* _Task directions_: Repeat, exactly as written, the line with "[mark] the red impatiens" and every line that follows it in the material below, ending with the last.

==== Extracted records

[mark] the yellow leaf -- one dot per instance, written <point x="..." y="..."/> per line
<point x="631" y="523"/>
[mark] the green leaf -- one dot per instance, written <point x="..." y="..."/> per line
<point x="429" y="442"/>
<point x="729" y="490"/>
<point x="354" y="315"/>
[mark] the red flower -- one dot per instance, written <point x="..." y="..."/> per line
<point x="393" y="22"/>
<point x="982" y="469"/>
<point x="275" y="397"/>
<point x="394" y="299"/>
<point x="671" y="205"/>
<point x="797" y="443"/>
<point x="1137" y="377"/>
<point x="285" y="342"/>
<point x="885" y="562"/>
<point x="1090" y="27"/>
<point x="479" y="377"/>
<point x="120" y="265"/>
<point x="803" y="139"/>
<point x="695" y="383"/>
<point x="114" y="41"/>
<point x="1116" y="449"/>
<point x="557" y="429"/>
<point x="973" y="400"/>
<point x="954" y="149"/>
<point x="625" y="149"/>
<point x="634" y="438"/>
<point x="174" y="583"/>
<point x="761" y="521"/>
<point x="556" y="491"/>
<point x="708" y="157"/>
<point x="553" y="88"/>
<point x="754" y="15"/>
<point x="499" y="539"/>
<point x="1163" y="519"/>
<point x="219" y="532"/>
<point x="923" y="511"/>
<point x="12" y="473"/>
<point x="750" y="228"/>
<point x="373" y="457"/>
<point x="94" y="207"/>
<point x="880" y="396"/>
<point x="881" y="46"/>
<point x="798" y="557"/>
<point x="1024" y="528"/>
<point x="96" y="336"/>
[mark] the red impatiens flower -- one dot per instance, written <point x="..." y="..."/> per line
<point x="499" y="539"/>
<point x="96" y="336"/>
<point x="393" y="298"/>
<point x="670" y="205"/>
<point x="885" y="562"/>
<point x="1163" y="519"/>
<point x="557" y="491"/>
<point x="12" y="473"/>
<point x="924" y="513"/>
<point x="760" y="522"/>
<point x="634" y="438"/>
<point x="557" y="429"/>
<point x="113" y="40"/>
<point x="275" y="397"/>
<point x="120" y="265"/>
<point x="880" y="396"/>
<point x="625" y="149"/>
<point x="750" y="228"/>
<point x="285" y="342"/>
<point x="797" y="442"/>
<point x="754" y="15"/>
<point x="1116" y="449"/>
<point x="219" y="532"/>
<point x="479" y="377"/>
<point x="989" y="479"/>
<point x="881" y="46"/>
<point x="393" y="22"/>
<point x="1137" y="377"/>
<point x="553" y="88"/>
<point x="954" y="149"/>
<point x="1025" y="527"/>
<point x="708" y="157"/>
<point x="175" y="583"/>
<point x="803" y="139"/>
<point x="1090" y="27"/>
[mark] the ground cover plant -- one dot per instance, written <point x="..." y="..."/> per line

========

* _Answer space_:
[mark] the red impatiens flower -- one dot per instance, written <point x="..." y="..."/> per line
<point x="499" y="539"/>
<point x="96" y="336"/>
<point x="393" y="298"/>
<point x="670" y="205"/>
<point x="885" y="562"/>
<point x="1163" y="519"/>
<point x="557" y="491"/>
<point x="12" y="473"/>
<point x="924" y="513"/>
<point x="760" y="522"/>
<point x="634" y="438"/>
<point x="557" y="429"/>
<point x="113" y="40"/>
<point x="275" y="397"/>
<point x="120" y="265"/>
<point x="880" y="396"/>
<point x="625" y="149"/>
<point x="750" y="228"/>
<point x="285" y="342"/>
<point x="797" y="442"/>
<point x="754" y="15"/>
<point x="1116" y="449"/>
<point x="219" y="532"/>
<point x="479" y="377"/>
<point x="989" y="479"/>
<point x="881" y="46"/>
<point x="393" y="22"/>
<point x="1137" y="377"/>
<point x="553" y="88"/>
<point x="954" y="149"/>
<point x="1025" y="527"/>
<point x="708" y="157"/>
<point x="175" y="583"/>
<point x="803" y="139"/>
<point x="1090" y="27"/>
[mark] the ground cover plant -- one dot per instance, written <point x="..." y="..."/> per line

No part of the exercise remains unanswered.